__EXERCISE MATERIAL__:

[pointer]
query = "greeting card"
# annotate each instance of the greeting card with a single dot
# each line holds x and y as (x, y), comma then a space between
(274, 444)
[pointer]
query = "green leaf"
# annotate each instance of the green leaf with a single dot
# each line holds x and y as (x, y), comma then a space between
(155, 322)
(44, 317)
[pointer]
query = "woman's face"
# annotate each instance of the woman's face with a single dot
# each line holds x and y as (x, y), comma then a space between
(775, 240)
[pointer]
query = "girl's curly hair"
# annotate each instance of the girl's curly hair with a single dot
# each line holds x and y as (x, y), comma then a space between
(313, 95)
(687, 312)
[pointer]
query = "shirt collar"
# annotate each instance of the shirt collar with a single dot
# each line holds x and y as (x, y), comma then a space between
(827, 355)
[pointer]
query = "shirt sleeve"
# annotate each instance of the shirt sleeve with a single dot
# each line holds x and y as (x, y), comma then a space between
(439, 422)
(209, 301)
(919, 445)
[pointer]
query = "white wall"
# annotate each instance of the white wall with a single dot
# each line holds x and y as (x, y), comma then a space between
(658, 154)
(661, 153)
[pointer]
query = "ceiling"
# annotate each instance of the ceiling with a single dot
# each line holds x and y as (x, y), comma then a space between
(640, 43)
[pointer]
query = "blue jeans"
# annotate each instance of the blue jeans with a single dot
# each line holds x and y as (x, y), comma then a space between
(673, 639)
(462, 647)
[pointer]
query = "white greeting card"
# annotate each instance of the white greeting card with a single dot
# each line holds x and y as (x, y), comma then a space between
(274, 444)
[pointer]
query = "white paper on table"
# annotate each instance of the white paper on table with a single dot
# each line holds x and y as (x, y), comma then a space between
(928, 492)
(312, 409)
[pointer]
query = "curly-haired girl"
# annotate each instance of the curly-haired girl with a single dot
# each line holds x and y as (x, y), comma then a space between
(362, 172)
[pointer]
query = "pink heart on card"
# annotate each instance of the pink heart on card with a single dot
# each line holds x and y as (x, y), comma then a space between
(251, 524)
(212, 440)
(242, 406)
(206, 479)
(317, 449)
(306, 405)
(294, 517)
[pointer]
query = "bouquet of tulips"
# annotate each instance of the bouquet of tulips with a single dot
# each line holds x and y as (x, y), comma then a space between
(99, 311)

__WORK INSTRUCTION__:
Whenever "woman" shows up in a line of the listing, copy that whole line.

__FINISHED TASK__:
query = "woman's face"
# annotate each instance of the woman's face with a single dot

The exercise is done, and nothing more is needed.